REQUIREMENTS —
A. List every timestamp that appears in the transcript excerpt, in the order they occur.
B. Quote the transcript excerpt word for word from "Speaker4: [00:58:02] Fascinating." to "of CPG. Yeah.".

++++ TEXT SHOWN

Speaker4: [00:58:02] Fascinating.

Blake Oliver: [00:58:03] It is fascinating. I actually was on the Cloud Accounting podcast. David Lowery and I talked to the CFO of Crumbl cookies at the last NetSuite conference. Yeah. And they they're so interesting because, I don't know, would you call them CPG, their food, right. Their cookies.

Speaker4: [00:58:21] Food. And Bev is.

Stacey Feldman: [00:58:22] A component of CPG. Yeah.

Blake Oliver: [00:58:23] Okay. So what was fascinating to me about what what Crumbl did is, you know, Crumble was founded in silicon on the silicon slopes by a tech guy who decided I don't like any of the point of sale systems out there, so I'm just going to build my own. And so they're not using Shopify, they're not using Square. They have their own custom point of sale system and they've worked with their CFO in a way that allows them to actually get useful financial information right out of it. And they get good costing and all the stores are using it too. It's like every every cookie that's made goes through this system. Oh, wow. And so they they know exactly their margin on everything. Right? And that's the dream. But to do that with like an ERP system would be hard because you've got to like make a general purpose ERP fit your process. Right? They built their system to fit their process from the beginning so you can actually ensure that the numbers are right. And it kind of sounds like that's the path you're on.

Stacey Feldman: [00:59:22] Yeah, it's very similar. I mean, the reporting capabilities alone are, to your point with crumble. I mean, they can probably see all of their metrics real time and that's so valuable for leadership to make decisions. Whereas waiting for a lot of CPGs are waiting 15, 30 days later to even know how they performed. It takes another 15 to 30 days to communicate that to everyone, to even start to make a change based on that data that happened so long ago.

Blake Oliver: [00:59:53] Yeah, I love the idea of taking the pressure off the accounting team to close the books just so they can get those operational numbers right. It it shouldn't have to rely on the financial statements to do that.

++++++++
++++ STORED ROWS

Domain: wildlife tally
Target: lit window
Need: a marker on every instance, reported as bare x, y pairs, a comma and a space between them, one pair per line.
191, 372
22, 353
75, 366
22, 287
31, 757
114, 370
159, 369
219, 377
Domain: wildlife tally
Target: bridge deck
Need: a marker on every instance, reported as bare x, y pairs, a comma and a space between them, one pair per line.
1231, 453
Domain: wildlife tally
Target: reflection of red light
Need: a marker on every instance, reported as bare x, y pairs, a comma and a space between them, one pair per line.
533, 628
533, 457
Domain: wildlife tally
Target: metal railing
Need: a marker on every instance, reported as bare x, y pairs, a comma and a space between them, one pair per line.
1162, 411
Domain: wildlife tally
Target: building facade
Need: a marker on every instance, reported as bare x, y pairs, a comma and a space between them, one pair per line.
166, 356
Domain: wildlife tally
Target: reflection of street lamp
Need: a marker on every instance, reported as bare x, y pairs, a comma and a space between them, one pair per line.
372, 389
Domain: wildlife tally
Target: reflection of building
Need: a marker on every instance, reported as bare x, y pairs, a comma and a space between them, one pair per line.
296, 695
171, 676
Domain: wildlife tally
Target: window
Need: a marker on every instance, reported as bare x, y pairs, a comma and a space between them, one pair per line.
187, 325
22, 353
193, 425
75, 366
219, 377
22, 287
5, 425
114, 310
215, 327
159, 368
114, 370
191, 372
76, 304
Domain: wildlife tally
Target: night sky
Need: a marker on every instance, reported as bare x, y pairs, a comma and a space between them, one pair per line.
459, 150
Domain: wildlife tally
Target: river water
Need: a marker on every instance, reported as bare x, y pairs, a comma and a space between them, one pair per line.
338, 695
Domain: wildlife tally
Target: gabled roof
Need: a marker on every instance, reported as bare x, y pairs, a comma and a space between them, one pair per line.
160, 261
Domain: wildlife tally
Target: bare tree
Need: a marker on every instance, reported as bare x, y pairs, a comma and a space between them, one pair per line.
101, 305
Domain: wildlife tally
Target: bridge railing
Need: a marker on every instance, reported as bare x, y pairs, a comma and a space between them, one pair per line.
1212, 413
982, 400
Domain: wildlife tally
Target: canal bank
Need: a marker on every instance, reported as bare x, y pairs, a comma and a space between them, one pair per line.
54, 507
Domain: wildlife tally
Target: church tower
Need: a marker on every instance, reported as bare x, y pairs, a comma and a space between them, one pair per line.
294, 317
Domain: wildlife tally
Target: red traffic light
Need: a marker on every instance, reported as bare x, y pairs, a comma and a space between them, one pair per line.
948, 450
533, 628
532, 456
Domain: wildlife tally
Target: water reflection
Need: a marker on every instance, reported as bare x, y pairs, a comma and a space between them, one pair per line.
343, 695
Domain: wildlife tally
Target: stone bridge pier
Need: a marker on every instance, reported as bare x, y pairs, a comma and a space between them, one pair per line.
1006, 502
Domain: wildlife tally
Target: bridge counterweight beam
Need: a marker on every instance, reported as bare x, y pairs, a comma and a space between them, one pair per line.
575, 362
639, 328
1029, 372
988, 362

++++++++
++++ STORED ROWS

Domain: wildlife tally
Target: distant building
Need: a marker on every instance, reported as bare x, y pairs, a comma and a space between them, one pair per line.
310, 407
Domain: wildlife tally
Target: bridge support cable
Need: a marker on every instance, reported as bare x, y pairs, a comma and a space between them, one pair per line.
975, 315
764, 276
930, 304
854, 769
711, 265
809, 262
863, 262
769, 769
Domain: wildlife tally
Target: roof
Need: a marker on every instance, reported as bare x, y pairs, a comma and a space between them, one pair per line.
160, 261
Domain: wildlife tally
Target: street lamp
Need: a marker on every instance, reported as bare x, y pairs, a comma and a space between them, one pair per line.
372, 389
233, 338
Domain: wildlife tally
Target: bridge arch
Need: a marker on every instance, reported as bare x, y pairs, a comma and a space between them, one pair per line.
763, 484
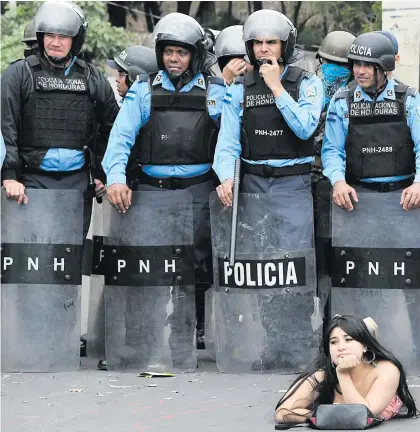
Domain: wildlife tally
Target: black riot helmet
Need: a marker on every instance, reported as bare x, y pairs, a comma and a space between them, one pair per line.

++++++++

ANSWERS TO THE PROBLEMS —
A. [00:58:02], [00:58:03], [00:58:21], [00:58:22], [00:58:23], [00:59:22], [00:59:53]

B.
Speaker4: [00:58:02] Fascinating.

Blake Oliver: [00:58:03] It is fascinating. I actually was on the Cloud Accounting podcast. David Lowery and I talked to the CFO of Crumbl cookies at the last NetSuite conference. Yeah. And they they're so interesting because, I don't know, would you call them CPG, their food, right. Their cookies.

Speaker4: [00:58:21] Food. And Bev is.

Stacey Feldman: [00:58:22] A component of CPG. Yeah.